Directives:
1. Answer these questions from the court order:
(a) Which federal statute is Count 1 brought under?
(b) By what date must the plaintiffs file a motion to file an amended complaint?
(c) In what town is the residential property involved in the foreclosure case located?
2. Gather every line of the records that contains the word "eyeglasses".

Source passage:
Name of Assigned Judge Sitting Judge if Other or Magistrate Judge Matthew F. Kennelly than Assigned Judge
For the reasons stated below, the Court grants defendants' motions to dismiss [35 & 42]. Count 1, plaintiffs' TILA Act claim, is dismissed as time-barred. Count 2, plaintiffs' RICO claim, is dismissed for failure to state a claim. The Court will enter final judgment against the plaintiffs unless they file, by 11/8/10, a motion to file an amended complaint attaching a proposed amended complaint that states a viable claim over which this Court has jurisdiction. The case is set for a status hearing on 11/15/10 at 9:30 a.m.
O[ For further details see text below.]
Plaintiffs' motion to require defense counsel to state whether they represent creditors or holders in due course  is terminated.
The pro se plaintiffs in this case, David and Veynelcia Cocroft, are defendants in a state court mortgage foreclosure case involving residential property that they own in Country Club Hills, Illinois. They have filed a 2-count complaint against HSBC Bank USA as trustee of a mortgage loan trust; Mortgage Electronic Registration Systems, Inc. (MERS); Countrywide Bank, FSB; Bank of America Home Loans; and the law firm of Codilis & Associates. Count 1 is a claim under the Truth in Lending Act. Count 2 is a claim under the Racketeer Influenced and Corrupt Organizations Act (RICO).

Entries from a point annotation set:
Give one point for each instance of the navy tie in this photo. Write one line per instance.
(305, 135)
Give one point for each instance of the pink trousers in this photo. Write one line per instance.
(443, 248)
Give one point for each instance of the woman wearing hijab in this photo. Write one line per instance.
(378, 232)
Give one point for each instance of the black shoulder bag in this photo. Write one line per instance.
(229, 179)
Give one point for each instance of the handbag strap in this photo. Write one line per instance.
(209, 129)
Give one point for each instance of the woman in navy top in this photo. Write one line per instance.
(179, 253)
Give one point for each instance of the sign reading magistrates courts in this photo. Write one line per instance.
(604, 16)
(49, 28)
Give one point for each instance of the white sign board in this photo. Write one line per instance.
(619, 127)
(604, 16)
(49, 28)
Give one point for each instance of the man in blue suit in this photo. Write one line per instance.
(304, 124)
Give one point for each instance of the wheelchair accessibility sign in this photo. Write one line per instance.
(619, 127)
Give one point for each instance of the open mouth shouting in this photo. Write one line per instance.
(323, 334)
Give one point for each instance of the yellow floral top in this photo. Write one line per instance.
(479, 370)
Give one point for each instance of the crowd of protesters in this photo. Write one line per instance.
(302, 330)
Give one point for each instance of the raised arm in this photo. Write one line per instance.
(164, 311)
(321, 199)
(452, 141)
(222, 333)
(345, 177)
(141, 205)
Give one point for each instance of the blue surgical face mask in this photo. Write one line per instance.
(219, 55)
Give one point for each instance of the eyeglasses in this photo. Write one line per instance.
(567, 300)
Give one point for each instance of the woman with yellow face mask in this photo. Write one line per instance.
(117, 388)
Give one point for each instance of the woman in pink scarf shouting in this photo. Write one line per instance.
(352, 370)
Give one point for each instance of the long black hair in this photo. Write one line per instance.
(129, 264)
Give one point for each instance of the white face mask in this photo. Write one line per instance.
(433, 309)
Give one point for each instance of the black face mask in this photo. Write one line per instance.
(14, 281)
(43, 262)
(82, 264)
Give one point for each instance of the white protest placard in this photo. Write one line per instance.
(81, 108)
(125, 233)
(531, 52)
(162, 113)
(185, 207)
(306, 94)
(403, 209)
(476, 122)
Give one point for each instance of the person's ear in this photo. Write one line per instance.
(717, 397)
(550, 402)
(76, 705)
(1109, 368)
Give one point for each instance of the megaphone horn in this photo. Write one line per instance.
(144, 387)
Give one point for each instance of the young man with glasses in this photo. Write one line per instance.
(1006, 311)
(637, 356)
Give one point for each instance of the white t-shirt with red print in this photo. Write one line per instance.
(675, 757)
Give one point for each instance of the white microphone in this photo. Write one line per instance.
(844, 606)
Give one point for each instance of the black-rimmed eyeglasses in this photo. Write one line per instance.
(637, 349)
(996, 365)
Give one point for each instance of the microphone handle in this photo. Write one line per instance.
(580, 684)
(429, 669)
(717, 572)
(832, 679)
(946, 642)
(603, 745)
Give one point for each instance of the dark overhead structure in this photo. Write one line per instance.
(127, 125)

The answers:
1.
(a) The Truth in Lending Act.
(b) 11/8/10.
(c) Country Club Hills, Illinois.

2.
Give one point for each instance of the eyeglasses in this photo. Write one line per instance.
Give one point for each instance of the black-rimmed eyeglasses in this photo. Write one line per instance.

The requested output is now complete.